Given exercise: Can you update the data below by changing every "grey" to "gray" and leaving everything else the same?

Material provided:
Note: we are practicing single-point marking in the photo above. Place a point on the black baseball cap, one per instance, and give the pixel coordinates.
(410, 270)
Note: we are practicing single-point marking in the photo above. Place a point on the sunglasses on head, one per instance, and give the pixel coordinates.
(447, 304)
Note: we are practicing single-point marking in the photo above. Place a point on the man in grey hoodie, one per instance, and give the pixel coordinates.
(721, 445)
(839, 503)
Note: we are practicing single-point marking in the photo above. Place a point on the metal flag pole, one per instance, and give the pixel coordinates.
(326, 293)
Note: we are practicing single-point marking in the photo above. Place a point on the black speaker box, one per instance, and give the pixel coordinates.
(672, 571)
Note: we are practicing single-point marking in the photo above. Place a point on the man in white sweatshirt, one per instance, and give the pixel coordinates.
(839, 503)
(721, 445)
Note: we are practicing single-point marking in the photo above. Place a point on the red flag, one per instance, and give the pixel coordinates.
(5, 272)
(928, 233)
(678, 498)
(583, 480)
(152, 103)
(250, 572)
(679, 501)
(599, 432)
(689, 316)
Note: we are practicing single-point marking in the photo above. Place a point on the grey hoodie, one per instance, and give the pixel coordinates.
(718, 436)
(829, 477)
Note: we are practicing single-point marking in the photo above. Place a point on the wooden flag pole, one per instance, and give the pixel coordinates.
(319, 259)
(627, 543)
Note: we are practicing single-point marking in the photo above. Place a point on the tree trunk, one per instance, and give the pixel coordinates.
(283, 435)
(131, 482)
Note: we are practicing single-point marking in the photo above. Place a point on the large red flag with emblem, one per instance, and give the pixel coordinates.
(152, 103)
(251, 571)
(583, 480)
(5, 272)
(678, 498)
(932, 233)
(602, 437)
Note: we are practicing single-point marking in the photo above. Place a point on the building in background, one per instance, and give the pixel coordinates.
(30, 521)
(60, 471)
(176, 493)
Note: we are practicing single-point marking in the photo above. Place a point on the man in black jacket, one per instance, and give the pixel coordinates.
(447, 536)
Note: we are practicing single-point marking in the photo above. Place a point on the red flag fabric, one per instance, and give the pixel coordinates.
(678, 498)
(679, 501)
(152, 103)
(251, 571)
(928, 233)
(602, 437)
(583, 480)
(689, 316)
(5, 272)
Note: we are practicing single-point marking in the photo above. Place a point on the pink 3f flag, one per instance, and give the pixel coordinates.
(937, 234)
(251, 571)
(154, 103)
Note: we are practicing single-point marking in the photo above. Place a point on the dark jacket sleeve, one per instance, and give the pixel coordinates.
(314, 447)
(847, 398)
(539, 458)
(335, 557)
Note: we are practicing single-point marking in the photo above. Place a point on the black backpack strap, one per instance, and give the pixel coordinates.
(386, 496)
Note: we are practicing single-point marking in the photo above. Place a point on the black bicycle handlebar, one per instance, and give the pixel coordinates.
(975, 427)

Solution for this exercise:
Note: we are practicing single-point marking in the photo above. Place a point on the black baseball cap, one per instance, and give the pixel coordinates.
(410, 270)
Note: we are practicing single-point marking in the photo above. Place a point on the sunglasses on head, one per instance, and give the pixel coordinates.
(447, 304)
Note: we are practicing single-point marking in the photo above. Place a point on the man in gray hoodie, one per instance, and give the pixel coordinates.
(721, 445)
(839, 503)
Note: we are practicing single-point marking in the photo above. Place a point on the metal flag pole, one per instance, and give the pixel coordinates.
(326, 293)
Note: we are practicing single-point marking in the photo above. Place a point on the black speaker box, one per instance, and give the pixel coordinates.
(672, 571)
Note: we are practicing single-point marking in the photo above. Place a point on the man in white sweatshirt, one per instance, and give the pixel coordinates.
(839, 503)
(721, 445)
Note: we are practicing single-point marking in the photo above. Place a point on the red flag, one per instance, and give the pixel coordinates.
(5, 272)
(928, 233)
(678, 498)
(583, 480)
(152, 103)
(250, 572)
(679, 501)
(599, 432)
(689, 316)
Note: we are practicing single-point marking in the photo above. Place a point on the gray hoodie, one per instance, and give the pixel coordinates.
(718, 436)
(829, 477)
Note: we are practicing single-point marking in the photo above. Place a point on the wooden flag pole, one per instance, and give the pixel coordinates.
(319, 259)
(627, 543)
Note: we are practicing single-point marking in the photo above. Place a point on the tree trunk, one per instance, and give the pixel coordinates.
(283, 435)
(131, 482)
Note: we are practicing single-point marking in the photo above. Place a point on the large red flag with emblem, one per instance, and give the pixel coordinates.
(152, 103)
(251, 571)
(583, 480)
(5, 272)
(678, 498)
(932, 233)
(602, 437)
Note: we are practicing single-point marking in the photo above. Place a point on the building in background, one per instance, and give the pixel coordinates.
(30, 521)
(60, 471)
(176, 493)
Note: we are practicing single-point marking in the photo above. Place a point on the man in black jacket, one per instance, and give the pixel coordinates.
(447, 536)
Note: we are practicing single-point marking in the photo above. Place a point on the red flag fabric, one per instance, and give the pixel coordinates.
(678, 498)
(679, 501)
(152, 103)
(251, 571)
(928, 233)
(602, 437)
(583, 480)
(689, 316)
(5, 272)
Note: we are practicing single-point marking in the photo above. Place a point on the pink 3f flag, one per instance, and give the pixel coordinates.
(937, 234)
(251, 571)
(154, 103)
Note: we are practicing single-point marking in the photo above. Place a point on the dark jacket sleeve, one per instance, and give the pixel coordinates.
(314, 447)
(847, 398)
(539, 458)
(335, 557)
Note: we are practicing single-point marking in the photo above. Place a point on the black backpack strap, one per instance, and give the pixel coordinates.
(386, 496)
Note: we are practicing single-point marking in the photo above. Place a point on the black bicycle handlebar, one per instance, and give the pixel coordinates.
(975, 427)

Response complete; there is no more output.